_PROBLEM DETAILS_: Entries follow. Set all of them down as they stand.

_DATA SECTION_:
⟨

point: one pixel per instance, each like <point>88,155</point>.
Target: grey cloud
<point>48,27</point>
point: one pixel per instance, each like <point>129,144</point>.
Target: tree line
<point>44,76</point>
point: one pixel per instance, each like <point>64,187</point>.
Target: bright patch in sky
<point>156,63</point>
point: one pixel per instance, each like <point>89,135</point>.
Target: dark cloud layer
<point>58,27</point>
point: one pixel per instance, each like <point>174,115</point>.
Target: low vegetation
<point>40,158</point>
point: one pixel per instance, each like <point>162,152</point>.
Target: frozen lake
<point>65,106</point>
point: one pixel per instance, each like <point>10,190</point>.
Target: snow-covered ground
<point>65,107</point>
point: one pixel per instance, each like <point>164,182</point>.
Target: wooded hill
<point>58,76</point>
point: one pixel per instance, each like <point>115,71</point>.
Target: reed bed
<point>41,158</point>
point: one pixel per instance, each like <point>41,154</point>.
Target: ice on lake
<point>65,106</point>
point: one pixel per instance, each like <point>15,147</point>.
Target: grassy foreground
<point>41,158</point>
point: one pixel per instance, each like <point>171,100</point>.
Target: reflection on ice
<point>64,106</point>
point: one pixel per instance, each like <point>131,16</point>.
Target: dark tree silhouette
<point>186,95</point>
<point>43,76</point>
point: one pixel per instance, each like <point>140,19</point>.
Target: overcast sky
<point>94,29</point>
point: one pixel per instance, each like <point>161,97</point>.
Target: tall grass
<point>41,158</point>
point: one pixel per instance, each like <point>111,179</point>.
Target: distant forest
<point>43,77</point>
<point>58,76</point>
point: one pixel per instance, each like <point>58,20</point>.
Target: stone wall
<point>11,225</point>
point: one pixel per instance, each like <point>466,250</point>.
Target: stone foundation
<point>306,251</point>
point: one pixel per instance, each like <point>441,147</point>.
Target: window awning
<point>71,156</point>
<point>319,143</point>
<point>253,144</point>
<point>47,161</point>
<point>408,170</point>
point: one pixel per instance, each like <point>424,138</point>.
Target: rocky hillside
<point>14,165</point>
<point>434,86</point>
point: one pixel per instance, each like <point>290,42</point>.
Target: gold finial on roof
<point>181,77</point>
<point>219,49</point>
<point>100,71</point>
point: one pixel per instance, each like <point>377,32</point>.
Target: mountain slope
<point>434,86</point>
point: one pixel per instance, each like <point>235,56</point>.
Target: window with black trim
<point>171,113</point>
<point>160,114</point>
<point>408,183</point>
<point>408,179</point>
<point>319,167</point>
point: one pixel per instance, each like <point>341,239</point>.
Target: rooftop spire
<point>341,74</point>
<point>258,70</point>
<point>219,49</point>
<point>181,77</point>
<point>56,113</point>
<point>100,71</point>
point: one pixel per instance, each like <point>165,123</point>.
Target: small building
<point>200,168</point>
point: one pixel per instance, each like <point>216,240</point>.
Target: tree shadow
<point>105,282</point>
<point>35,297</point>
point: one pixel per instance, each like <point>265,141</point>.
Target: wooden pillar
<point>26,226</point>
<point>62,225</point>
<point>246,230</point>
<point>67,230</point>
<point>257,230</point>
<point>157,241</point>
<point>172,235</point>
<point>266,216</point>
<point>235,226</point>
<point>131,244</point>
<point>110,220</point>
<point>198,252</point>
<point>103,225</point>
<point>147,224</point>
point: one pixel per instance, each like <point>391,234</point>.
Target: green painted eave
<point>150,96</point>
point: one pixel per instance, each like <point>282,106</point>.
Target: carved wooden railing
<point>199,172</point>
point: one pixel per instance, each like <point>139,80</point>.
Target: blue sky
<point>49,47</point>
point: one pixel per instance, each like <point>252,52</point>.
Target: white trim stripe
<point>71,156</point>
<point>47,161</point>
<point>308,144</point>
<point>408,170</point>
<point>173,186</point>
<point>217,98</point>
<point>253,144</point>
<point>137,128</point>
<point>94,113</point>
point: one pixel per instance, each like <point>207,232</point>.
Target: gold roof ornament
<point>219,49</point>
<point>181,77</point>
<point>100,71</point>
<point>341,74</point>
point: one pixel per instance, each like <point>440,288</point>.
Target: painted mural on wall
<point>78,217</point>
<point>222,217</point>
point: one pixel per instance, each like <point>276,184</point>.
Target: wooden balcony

⟩

_RESULT FOR THIS TASK_:
point: one pixel per instance, each like <point>88,155</point>.
Target: grey cloud
<point>48,27</point>
point: one pixel per instance, each like <point>129,144</point>.
Target: tree line
<point>44,76</point>
point: one pixel per instance, each like <point>64,187</point>.
Target: bright patch in sky
<point>156,63</point>
point: one pixel per instance, each like <point>89,135</point>.
Target: dark cloud layer
<point>58,27</point>
point: one pixel per instance, each like <point>174,115</point>.
Target: low vegetation
<point>40,158</point>
point: one pixel per instance, each like <point>162,152</point>.
Target: frozen lake
<point>65,106</point>
point: one pixel per instance, each like <point>10,190</point>.
Target: snow-covered ground
<point>65,107</point>
point: one pixel per instance, each like <point>164,182</point>.
Target: wooded hill
<point>58,76</point>
point: one pixel per instance, each like <point>115,71</point>.
Target: reed bed
<point>41,158</point>
point: one pixel per instance, each like <point>41,154</point>.
Target: ice on lake
<point>65,106</point>
point: one pixel per instance, each like <point>15,147</point>.
Target: grassy foreground
<point>41,158</point>
point: one pixel per instance, each like <point>171,100</point>.
Target: reflection on ice
<point>64,106</point>
point: one pixel per instance, each like <point>131,16</point>.
Target: dark tree silhouette
<point>186,95</point>
<point>43,76</point>
point: one pixel per instance, each like <point>140,19</point>.
Target: overcast sky
<point>94,29</point>
point: one pixel per instance, each like <point>161,97</point>.
Target: tall grass
<point>41,158</point>
point: one pixel per instance, each like <point>111,179</point>.
Target: distant forest
<point>43,77</point>
<point>58,76</point>
point: one pixel per instance, each like <point>58,20</point>.
Target: stone wall
<point>11,225</point>
point: one pixel per instance, each like <point>466,250</point>.
Target: stone foundation
<point>306,251</point>
point: one pixel per instance, each like <point>441,147</point>.
Target: window awning
<point>71,156</point>
<point>319,143</point>
<point>253,144</point>
<point>47,161</point>
<point>408,170</point>
point: one pixel per instance, each like <point>424,138</point>.
Target: rocky hillside
<point>14,165</point>
<point>434,86</point>
point: one pixel per instance, each like <point>290,42</point>.
Target: gold finial on roof
<point>181,77</point>
<point>219,49</point>
<point>100,71</point>
point: one pixel per instance, each like <point>377,32</point>.
Target: mountain slope
<point>434,86</point>
point: one pixel per instance, each like <point>235,56</point>.
Target: window with black trim
<point>171,113</point>
<point>160,114</point>
<point>408,183</point>
<point>408,179</point>
<point>319,167</point>
point: one pixel per instance, each like <point>341,239</point>.
Target: rooftop spire
<point>341,74</point>
<point>258,70</point>
<point>219,49</point>
<point>181,77</point>
<point>56,113</point>
<point>100,71</point>
point: one pixel per instance, each like <point>165,123</point>.
Target: small building
<point>200,168</point>
point: one pixel per instance, each like <point>216,240</point>.
Target: tree shadow
<point>105,282</point>
<point>35,297</point>
point: one pixel per instance, each like <point>265,141</point>.
Target: wooden pillar
<point>26,226</point>
<point>62,225</point>
<point>246,230</point>
<point>67,230</point>
<point>257,230</point>
<point>157,241</point>
<point>172,235</point>
<point>266,216</point>
<point>235,226</point>
<point>131,244</point>
<point>110,220</point>
<point>198,252</point>
<point>103,225</point>
<point>147,224</point>
point: one pixel per instance, each like <point>391,234</point>.
Target: green painted eave
<point>150,96</point>
point: one pixel per instance, each like <point>282,106</point>.
Target: carved wooden railing
<point>199,172</point>
point: one pixel per instance, each like <point>139,80</point>.
Target: blue sky
<point>49,47</point>
point: one pixel per instance, each like <point>252,52</point>.
Target: white trim stripe
<point>71,156</point>
<point>47,161</point>
<point>308,144</point>
<point>408,170</point>
<point>173,186</point>
<point>217,98</point>
<point>253,144</point>
<point>137,128</point>
<point>94,113</point>
point: one pixel per instance, each like <point>207,232</point>.
Target: gold roof ornament
<point>219,49</point>
<point>181,77</point>
<point>100,71</point>
<point>341,74</point>
point: one pixel per instance, each like <point>440,288</point>.
Target: painted mural on wall
<point>78,217</point>
<point>222,217</point>
point: one pixel per instance, each like <point>276,184</point>.
Target: wooden balcony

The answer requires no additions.